Given exercise — Edit the stretch of the data from the line containing "Objective — locate every instance of the foal in" through the end of the data: replace "Submission" with "Answer", change nothing else, and return only that stretch.

——

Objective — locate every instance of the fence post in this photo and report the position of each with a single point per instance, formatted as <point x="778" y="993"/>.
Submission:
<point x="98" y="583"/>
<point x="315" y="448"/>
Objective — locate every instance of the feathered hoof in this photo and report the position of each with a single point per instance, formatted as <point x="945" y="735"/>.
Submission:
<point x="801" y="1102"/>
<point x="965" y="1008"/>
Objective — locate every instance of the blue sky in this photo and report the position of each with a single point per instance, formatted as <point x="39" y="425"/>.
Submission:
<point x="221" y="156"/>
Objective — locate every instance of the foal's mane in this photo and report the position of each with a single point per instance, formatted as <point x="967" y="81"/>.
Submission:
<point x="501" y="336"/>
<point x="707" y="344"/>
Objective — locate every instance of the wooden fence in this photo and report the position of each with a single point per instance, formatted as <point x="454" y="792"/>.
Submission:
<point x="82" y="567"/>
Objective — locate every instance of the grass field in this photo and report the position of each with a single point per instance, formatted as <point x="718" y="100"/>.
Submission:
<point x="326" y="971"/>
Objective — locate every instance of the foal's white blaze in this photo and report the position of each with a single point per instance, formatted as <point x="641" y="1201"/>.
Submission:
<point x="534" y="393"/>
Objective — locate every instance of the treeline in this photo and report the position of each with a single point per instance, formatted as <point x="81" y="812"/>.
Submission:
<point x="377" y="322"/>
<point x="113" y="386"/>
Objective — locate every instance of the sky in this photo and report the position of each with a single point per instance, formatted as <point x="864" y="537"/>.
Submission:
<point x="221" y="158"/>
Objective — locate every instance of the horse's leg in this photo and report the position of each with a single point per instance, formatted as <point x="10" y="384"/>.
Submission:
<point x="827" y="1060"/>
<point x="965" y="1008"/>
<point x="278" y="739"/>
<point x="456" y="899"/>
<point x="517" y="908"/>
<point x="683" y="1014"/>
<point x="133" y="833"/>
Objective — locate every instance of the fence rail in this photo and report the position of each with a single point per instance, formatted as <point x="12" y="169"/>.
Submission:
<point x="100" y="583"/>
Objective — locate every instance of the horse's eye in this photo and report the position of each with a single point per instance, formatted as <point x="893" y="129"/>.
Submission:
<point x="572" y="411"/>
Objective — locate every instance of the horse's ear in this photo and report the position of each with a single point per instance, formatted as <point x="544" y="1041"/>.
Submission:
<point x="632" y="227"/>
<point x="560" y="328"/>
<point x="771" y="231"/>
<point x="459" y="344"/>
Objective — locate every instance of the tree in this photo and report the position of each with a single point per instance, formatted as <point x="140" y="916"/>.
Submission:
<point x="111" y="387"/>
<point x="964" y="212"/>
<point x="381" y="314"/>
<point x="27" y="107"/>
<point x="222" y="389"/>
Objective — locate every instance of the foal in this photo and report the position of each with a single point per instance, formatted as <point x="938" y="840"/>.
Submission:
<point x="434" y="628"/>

——

Written solution —
Objective — locate every instance of the foal in this photo and report the position of each with a single point per instance, formatted as <point x="938" y="840"/>.
Answer:
<point x="434" y="628"/>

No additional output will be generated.